• **Work instruction**:
Your answer must be every line of the data that holds the string "lamp".
Start of Material to process
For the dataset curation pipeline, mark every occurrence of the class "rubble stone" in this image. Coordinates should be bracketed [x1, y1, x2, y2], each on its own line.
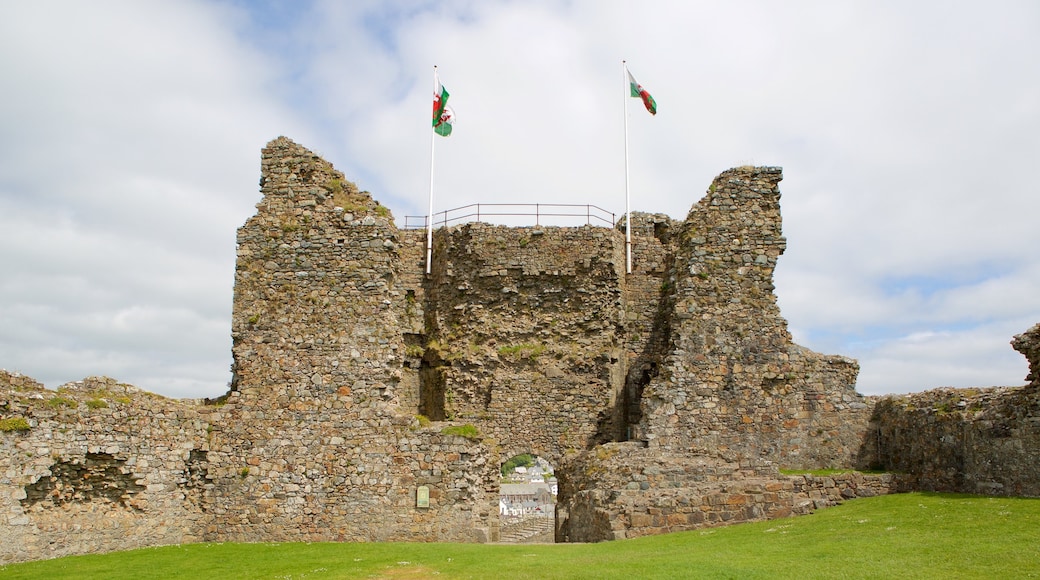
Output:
[2, 137, 1037, 562]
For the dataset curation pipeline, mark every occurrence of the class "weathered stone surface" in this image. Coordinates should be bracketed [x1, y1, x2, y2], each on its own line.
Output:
[631, 167, 871, 469]
[1012, 323, 1040, 384]
[209, 137, 495, 545]
[2, 137, 1038, 562]
[863, 320, 1040, 498]
[557, 442, 900, 542]
[868, 385, 1040, 496]
[0, 374, 211, 563]
[421, 222, 626, 462]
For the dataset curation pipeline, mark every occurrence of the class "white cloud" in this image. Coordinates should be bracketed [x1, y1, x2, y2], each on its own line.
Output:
[0, 0, 311, 397]
[855, 321, 1033, 395]
[1, 0, 1038, 398]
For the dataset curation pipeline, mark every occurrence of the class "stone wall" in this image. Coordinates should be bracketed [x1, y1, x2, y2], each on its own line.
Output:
[1015, 323, 1040, 384]
[867, 324, 1040, 497]
[421, 222, 627, 463]
[619, 213, 676, 440]
[217, 142, 872, 546]
[206, 137, 498, 544]
[635, 167, 872, 468]
[0, 372, 210, 563]
[560, 442, 899, 542]
[5, 136, 1038, 562]
[0, 139, 879, 560]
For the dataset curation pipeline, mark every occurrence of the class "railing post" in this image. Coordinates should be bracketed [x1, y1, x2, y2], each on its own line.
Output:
[477, 204, 481, 223]
[536, 204, 540, 226]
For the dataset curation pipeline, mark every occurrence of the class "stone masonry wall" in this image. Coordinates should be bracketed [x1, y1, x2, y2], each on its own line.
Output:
[555, 167, 877, 541]
[620, 213, 676, 439]
[1016, 323, 1040, 384]
[421, 223, 627, 464]
[0, 140, 880, 560]
[208, 143, 880, 546]
[7, 137, 1039, 562]
[867, 324, 1040, 497]
[636, 167, 872, 468]
[560, 441, 899, 542]
[206, 137, 498, 544]
[0, 371, 210, 563]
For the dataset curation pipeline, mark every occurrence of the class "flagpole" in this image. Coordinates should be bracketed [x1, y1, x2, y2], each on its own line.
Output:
[426, 66, 437, 275]
[623, 60, 632, 274]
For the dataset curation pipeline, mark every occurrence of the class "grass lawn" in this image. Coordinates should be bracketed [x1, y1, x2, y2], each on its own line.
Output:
[3, 492, 1038, 579]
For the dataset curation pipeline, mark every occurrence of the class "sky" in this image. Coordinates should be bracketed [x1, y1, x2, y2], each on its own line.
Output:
[1, 0, 1038, 399]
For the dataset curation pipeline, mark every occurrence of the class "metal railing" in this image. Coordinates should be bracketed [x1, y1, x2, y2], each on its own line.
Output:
[404, 203, 617, 230]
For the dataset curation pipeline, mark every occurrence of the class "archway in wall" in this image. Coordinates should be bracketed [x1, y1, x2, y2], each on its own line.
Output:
[498, 454, 557, 543]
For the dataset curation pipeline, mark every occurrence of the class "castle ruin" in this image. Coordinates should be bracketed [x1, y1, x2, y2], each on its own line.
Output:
[2, 137, 1038, 562]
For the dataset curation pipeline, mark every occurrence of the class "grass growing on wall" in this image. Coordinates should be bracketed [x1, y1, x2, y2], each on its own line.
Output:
[440, 424, 480, 439]
[46, 397, 76, 409]
[497, 342, 546, 361]
[0, 417, 30, 432]
[2, 493, 1038, 579]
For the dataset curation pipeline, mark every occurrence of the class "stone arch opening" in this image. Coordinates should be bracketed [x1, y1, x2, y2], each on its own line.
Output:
[498, 453, 557, 543]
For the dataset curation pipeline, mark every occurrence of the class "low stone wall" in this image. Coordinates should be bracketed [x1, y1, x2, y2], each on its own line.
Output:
[870, 386, 1040, 496]
[868, 324, 1040, 497]
[790, 471, 903, 506]
[206, 419, 498, 544]
[560, 442, 899, 542]
[0, 372, 210, 563]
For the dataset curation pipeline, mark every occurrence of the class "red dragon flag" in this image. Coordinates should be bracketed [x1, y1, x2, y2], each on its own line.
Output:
[432, 71, 454, 136]
[627, 69, 657, 116]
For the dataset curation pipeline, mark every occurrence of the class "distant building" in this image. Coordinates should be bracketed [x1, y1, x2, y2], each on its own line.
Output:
[499, 483, 554, 517]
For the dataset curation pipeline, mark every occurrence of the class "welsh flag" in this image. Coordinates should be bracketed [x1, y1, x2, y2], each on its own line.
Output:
[627, 69, 657, 116]
[433, 72, 454, 137]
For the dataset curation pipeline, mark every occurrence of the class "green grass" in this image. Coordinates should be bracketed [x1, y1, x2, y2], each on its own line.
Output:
[0, 417, 31, 432]
[501, 453, 535, 477]
[496, 342, 546, 360]
[85, 398, 109, 409]
[46, 396, 77, 409]
[440, 424, 481, 439]
[3, 493, 1038, 579]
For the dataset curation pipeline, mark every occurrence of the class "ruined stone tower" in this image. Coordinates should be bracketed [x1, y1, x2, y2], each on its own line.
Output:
[208, 137, 496, 542]
[5, 137, 1036, 562]
[209, 137, 874, 542]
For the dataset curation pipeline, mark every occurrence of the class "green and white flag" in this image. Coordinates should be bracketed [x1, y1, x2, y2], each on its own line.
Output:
[627, 69, 657, 116]
[433, 72, 454, 136]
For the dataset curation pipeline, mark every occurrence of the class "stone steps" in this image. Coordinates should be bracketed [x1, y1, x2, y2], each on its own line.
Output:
[500, 516, 554, 543]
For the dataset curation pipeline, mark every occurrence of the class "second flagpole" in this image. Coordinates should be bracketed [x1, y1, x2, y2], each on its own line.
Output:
[426, 66, 437, 275]
[623, 60, 632, 275]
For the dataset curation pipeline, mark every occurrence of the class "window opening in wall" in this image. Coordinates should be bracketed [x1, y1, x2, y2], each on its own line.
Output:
[499, 454, 557, 543]
[419, 346, 447, 421]
[416, 355, 445, 422]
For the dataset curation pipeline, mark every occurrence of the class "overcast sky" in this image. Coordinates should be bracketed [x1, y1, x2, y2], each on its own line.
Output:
[2, 0, 1038, 399]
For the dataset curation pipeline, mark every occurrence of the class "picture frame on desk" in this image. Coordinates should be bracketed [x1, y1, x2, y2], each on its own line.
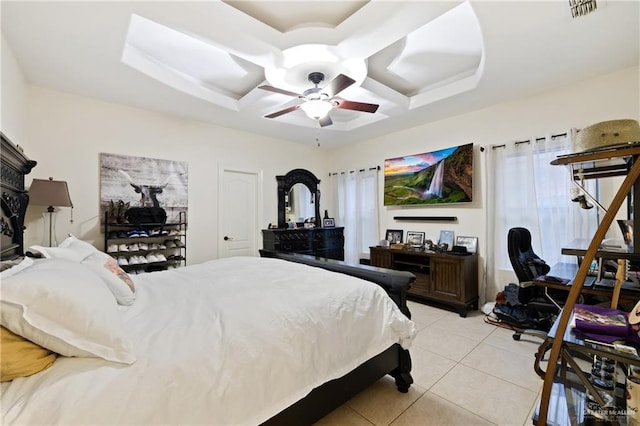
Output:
[438, 230, 454, 250]
[322, 218, 335, 228]
[385, 229, 403, 244]
[455, 236, 478, 254]
[406, 231, 425, 246]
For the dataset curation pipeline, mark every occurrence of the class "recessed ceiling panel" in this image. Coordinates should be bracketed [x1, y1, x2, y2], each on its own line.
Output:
[369, 1, 482, 96]
[223, 1, 368, 32]
[123, 14, 263, 102]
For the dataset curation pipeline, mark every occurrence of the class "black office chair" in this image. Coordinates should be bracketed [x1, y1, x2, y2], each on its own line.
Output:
[506, 227, 561, 341]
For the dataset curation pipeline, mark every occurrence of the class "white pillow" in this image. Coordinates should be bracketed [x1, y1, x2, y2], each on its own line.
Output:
[81, 252, 136, 306]
[0, 258, 136, 364]
[28, 235, 96, 262]
[29, 235, 136, 305]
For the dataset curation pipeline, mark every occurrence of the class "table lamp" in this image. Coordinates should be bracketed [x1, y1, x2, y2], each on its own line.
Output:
[28, 177, 73, 246]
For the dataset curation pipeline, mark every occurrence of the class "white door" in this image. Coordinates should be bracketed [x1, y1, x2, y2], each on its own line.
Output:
[218, 167, 262, 258]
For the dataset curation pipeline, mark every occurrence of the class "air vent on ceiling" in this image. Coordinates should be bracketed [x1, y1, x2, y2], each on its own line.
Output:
[569, 0, 597, 18]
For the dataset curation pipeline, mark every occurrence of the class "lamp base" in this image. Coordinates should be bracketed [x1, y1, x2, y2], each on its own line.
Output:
[43, 209, 58, 247]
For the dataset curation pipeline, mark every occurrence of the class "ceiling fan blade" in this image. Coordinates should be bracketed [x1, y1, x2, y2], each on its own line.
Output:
[334, 99, 379, 113]
[318, 114, 333, 127]
[265, 105, 300, 119]
[258, 85, 303, 98]
[323, 74, 355, 98]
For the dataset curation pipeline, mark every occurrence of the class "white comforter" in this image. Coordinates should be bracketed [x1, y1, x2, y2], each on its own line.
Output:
[2, 256, 416, 425]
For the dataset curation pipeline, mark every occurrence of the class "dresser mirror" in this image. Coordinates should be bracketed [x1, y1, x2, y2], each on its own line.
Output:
[277, 169, 320, 228]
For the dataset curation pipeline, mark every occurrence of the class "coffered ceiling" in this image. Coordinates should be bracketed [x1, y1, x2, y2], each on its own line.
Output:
[1, 1, 638, 148]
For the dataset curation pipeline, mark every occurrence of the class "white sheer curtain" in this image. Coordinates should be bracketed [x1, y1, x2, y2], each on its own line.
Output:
[485, 131, 598, 302]
[329, 168, 379, 264]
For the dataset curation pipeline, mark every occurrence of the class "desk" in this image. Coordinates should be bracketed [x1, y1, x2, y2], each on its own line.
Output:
[533, 262, 640, 304]
[533, 311, 640, 425]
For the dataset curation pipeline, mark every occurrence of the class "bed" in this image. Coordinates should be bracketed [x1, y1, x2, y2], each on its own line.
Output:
[0, 134, 416, 425]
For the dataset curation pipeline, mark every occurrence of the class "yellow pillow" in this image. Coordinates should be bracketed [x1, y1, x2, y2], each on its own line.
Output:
[1, 326, 57, 382]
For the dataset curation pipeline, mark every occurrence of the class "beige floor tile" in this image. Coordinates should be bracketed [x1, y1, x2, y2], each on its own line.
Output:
[430, 310, 496, 341]
[461, 342, 543, 392]
[409, 346, 457, 390]
[347, 375, 426, 425]
[412, 325, 482, 362]
[407, 301, 451, 326]
[524, 388, 542, 426]
[430, 364, 538, 426]
[391, 392, 495, 426]
[314, 405, 374, 426]
[483, 325, 546, 358]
End of Material to process
• **Output for this task**:
For the dataset curation pipeline, mark every occurrence of the class "table lamp" in this image. Coordinates should be bracketed [x1, y1, x2, y2], each on its own line.
For the dataset curation pipeline, mark every occurrence of the class "lamp base" in this image. Coordinates should be bracketed [x1, y1, x2, y2], each on its own line.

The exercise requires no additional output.